WHAT TO PRODUCE:
Copy out all of the data below, swapping every "marker" for "pin" and leaving everything else unchanged. Omit the pictures.

ENTRIES PROVIDED:
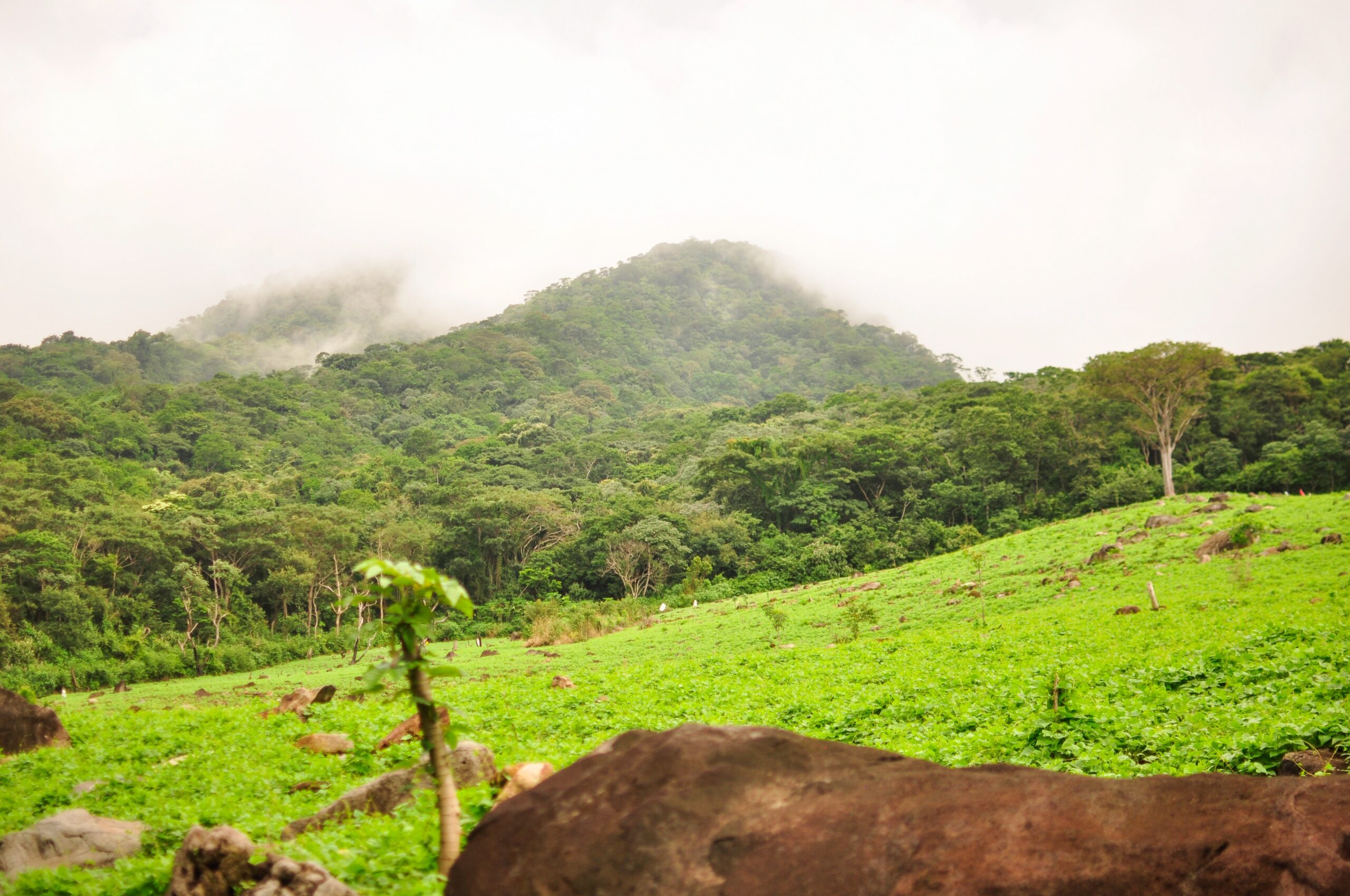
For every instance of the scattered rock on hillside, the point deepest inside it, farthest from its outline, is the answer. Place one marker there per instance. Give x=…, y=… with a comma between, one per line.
x=524, y=776
x=409, y=728
x=214, y=863
x=380, y=796
x=26, y=726
x=758, y=811
x=73, y=837
x=1218, y=543
x=1314, y=762
x=300, y=699
x=473, y=763
x=327, y=744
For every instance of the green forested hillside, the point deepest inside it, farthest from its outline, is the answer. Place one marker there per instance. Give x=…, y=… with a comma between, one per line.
x=681, y=424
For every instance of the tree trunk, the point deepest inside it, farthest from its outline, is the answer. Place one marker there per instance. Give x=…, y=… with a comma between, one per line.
x=1165, y=454
x=434, y=741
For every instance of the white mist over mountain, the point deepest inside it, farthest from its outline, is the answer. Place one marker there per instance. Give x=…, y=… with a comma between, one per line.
x=1020, y=184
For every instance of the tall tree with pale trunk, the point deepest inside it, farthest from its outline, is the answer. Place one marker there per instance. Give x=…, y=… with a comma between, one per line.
x=1167, y=384
x=415, y=593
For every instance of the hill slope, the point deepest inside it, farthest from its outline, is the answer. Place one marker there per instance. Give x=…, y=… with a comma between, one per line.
x=1249, y=659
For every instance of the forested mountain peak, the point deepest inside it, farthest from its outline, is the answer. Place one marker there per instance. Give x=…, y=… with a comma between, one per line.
x=708, y=322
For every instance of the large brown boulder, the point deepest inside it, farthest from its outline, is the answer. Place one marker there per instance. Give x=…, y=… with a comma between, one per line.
x=25, y=726
x=756, y=811
x=73, y=837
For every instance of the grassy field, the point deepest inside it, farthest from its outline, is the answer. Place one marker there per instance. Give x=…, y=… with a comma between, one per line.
x=1249, y=658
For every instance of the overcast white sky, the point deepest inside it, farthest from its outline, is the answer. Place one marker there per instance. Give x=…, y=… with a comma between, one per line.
x=1021, y=184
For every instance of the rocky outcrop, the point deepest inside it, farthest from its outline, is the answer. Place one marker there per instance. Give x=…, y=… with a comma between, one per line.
x=1313, y=763
x=409, y=728
x=26, y=726
x=524, y=776
x=299, y=701
x=330, y=744
x=473, y=764
x=756, y=811
x=73, y=837
x=214, y=863
x=380, y=796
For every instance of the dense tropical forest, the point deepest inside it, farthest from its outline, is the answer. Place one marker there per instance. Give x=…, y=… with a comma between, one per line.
x=688, y=423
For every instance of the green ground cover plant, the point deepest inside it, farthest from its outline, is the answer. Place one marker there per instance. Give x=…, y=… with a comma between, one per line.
x=989, y=656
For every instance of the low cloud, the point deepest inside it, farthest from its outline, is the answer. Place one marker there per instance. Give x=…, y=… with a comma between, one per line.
x=1017, y=184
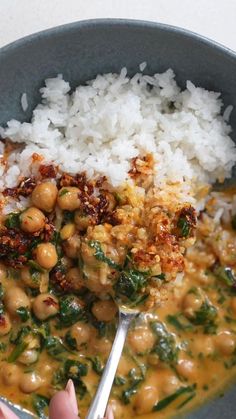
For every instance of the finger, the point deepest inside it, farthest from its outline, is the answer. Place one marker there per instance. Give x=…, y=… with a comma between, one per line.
x=64, y=405
x=6, y=413
x=109, y=413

FULL OUTPUT:
For every instance of the scattered rock on hillside, the point deepest inside it, farthest from its outline, is the answer. Place one pin there per instance. Give x=…, y=… with a comma between, one per line.
x=524, y=776
x=409, y=728
x=214, y=863
x=380, y=796
x=26, y=726
x=758, y=811
x=73, y=837
x=1218, y=543
x=1314, y=762
x=300, y=699
x=473, y=763
x=327, y=744
For every instance of the green forested hillside, the point deepest inside it, farthest from its outline, is the answer. Place one pin there per instance. Give x=…, y=… with a comma between, one per line.
x=681, y=424
For every instance of the tree trunk, the point deepest inside it, farthest from its outline, is the answer. Place one pin there per instance. Give x=…, y=… with a comma between, one per line.
x=1165, y=454
x=434, y=741
For every instance of the white mist over mountain, the point deepest inside it, farthest from its outline, is the answer. Place one pin there per instance. Give x=…, y=… with a comma between, one per line.
x=1020, y=184
For every instance of the tall tree with pale trunk, the point deepest inside it, farthest from its outline, is the answer. Place one pin there per instance. Give x=…, y=… with a comma between, one per line.
x=1167, y=384
x=415, y=593
For every instance of the hill slope, the point deepest inside it, farthest from its outline, is the answer. Place one pin there per instance. Give x=…, y=… with a comma between, one per line.
x=1249, y=659
For every instance of the forested mountain peak, the point deepest inside it, farthest from its outline, is the answer. Place one pin there per instance. Give x=…, y=… with a comma between, one per line.
x=708, y=322
For every instance of the large brown boulder, the point deepest inside it, farthest from its outline, is the answer. Place one pin there per instance. Give x=…, y=… with a comma between, one per line.
x=25, y=726
x=756, y=811
x=73, y=837
For every instance of the grassy field, the point deepest inside it, farthest from its outline, is the answer. Place one pin there per instance. Give x=…, y=… with a comma between, one per line.
x=1249, y=658
For every instance of the overcast white sky, the point deepest inside it, farthest from its outline, is the answer. Place one pin there per instance. Give x=…, y=… with a comma between, one per line.
x=1021, y=184
For every instance of the rocky outcrop, the point deepest inside it, farthest from its outline, is the answer. Place one pin there per instance. Give x=…, y=… with a comma between, one per line.
x=1313, y=763
x=409, y=728
x=26, y=726
x=524, y=776
x=299, y=701
x=330, y=744
x=473, y=764
x=756, y=811
x=73, y=837
x=214, y=863
x=380, y=796
For every instance of the dense tropical forest, the point deepest inside it, farthest from its outline, is the answer. Place one pin there per instance. Give x=…, y=… with a comma between, one per line.
x=688, y=423
For every instance of the green ground cover plant, the point deepest inside it, farthest from its outline, is the answer. Place one pin there per instance. Give x=…, y=… with a comma between, one per line.
x=989, y=656
For every instance of the low cloud, the point deepest inside it, farthest from its outline, is the answer. Place one pin there per instance. Give x=…, y=… with a comma between, one per line.
x=1017, y=184
For every instance of the finger, the point deepest inside it, farthest from its outline, is the answer. Place one pin there per instance. Give x=…, y=… with a comma between, one per line.
x=64, y=405
x=6, y=413
x=109, y=413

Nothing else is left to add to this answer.